### [Required action]
Go through the data line by line from the top, retyping each exactly, and end with the line that contains "DETECT window".

### [Data to use]
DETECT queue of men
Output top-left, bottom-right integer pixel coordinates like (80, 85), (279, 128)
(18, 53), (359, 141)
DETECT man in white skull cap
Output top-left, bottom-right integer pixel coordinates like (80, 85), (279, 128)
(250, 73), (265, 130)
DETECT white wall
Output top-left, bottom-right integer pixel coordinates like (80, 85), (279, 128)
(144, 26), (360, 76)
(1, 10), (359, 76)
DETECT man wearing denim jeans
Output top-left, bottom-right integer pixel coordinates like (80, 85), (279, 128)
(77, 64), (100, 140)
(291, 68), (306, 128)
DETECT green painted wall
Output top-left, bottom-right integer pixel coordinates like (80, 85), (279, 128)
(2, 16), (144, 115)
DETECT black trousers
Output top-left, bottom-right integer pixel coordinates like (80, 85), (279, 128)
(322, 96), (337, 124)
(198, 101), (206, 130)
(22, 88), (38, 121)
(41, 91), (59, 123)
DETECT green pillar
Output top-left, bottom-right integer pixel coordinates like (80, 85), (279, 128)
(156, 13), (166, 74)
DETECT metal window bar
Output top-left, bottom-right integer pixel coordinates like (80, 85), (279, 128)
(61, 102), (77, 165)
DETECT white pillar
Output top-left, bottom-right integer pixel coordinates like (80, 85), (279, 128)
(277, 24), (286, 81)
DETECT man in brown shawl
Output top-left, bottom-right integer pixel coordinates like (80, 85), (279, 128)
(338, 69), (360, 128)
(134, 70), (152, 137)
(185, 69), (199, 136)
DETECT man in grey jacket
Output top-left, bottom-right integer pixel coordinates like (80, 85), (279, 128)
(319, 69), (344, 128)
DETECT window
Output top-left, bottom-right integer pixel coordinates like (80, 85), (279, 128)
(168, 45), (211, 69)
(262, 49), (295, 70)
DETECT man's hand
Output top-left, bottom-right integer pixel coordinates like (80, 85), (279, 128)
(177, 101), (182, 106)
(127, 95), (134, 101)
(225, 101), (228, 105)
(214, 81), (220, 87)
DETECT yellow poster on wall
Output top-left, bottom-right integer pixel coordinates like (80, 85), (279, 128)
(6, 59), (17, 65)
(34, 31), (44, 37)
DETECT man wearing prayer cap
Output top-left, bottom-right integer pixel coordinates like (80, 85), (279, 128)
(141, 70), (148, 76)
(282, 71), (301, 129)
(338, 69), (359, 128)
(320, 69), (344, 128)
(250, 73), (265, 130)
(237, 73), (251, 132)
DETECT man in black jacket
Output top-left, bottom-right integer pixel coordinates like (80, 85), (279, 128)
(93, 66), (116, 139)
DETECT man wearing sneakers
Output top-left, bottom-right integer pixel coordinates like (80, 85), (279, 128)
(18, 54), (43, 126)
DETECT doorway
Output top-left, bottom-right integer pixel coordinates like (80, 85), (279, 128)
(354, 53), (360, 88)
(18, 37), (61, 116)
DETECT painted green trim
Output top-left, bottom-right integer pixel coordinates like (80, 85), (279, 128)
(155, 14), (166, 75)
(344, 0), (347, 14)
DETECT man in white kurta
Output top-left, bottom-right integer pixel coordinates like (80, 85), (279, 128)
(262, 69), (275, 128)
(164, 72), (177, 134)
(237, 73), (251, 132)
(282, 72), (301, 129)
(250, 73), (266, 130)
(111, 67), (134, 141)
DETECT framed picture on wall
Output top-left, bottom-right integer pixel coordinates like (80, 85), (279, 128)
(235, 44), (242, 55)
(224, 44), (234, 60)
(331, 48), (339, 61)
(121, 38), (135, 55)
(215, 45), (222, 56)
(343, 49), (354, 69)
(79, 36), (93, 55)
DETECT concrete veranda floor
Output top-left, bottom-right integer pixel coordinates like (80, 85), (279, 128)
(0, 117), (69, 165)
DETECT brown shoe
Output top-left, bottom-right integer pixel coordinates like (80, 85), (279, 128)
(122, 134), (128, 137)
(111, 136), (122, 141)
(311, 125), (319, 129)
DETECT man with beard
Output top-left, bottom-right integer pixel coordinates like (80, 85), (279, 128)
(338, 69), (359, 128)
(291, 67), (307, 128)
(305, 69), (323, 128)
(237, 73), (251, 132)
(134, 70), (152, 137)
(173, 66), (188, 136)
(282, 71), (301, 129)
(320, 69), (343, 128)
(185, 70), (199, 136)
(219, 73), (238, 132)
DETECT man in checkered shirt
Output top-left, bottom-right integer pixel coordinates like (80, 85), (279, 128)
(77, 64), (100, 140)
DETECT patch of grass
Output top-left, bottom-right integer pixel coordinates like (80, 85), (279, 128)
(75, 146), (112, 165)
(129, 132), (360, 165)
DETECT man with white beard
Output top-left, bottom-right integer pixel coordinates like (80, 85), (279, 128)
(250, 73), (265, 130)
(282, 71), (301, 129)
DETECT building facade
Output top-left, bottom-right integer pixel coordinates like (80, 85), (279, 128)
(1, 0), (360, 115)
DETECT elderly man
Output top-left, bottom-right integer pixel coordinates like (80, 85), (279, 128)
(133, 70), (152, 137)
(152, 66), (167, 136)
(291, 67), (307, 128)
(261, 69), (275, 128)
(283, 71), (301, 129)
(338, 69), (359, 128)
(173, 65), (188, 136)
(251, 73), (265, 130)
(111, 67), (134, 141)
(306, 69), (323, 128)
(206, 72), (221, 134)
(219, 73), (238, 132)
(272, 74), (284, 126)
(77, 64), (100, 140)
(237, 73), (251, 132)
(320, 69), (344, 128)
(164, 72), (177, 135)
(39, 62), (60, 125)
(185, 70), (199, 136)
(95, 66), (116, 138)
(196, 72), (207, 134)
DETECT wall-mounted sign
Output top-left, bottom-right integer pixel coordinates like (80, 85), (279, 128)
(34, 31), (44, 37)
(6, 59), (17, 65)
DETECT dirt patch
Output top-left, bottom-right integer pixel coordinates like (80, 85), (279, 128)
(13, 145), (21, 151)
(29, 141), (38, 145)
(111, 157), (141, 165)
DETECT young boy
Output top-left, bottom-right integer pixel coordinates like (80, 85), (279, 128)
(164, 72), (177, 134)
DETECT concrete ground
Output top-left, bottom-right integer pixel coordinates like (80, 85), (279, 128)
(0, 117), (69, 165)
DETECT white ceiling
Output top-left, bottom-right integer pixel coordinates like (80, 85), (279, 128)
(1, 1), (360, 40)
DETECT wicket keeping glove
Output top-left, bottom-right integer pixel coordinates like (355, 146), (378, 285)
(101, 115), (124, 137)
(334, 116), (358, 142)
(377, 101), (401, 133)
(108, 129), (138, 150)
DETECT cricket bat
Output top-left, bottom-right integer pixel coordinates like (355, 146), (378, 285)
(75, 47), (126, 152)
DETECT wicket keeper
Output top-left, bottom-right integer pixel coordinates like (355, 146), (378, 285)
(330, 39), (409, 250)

### [Problem solution]
DETECT queue of men
Output top-left, bottom-right integer pixel coordinates like (80, 85), (279, 128)
(18, 53), (359, 141)
DETECT man in white skull cap
Output top-left, bottom-right integer pixel coordinates like (80, 85), (279, 128)
(250, 73), (265, 130)
DETECT white wall
Output top-left, bottom-right integer pixel coordinates like (80, 85), (279, 128)
(144, 26), (360, 76)
(1, 10), (359, 76)
DETECT man wearing denim jeans
Output top-left, bottom-right integer pixel coordinates like (80, 85), (279, 128)
(77, 64), (100, 140)
(291, 68), (306, 128)
DETECT green painted wall
Output top-left, bottom-right integer pixel coordinates like (80, 85), (279, 128)
(2, 16), (144, 115)
DETECT black trousers
Output top-left, bottom-right integer pixel coordinates like (80, 85), (279, 128)
(322, 96), (337, 124)
(198, 101), (206, 130)
(22, 88), (38, 121)
(41, 91), (59, 123)
DETECT green pillar
Output top-left, bottom-right integer pixel coordinates like (80, 85), (279, 128)
(156, 13), (166, 74)
DETECT metal window bar
Output top-left, bottom-right integer pixel coordinates like (80, 85), (279, 128)
(61, 102), (77, 165)
DETECT white pillar
Output top-left, bottom-right integer pixel coordinates like (80, 85), (279, 128)
(277, 24), (286, 81)
DETECT man in brown shawl
Output top-left, bottom-right integer pixel coordinates like (80, 85), (279, 128)
(338, 69), (360, 128)
(134, 70), (152, 137)
(185, 69), (199, 136)
DETECT man in grey jacket
Output top-left, bottom-right integer pixel coordinates like (80, 85), (279, 128)
(319, 69), (344, 128)
DETECT window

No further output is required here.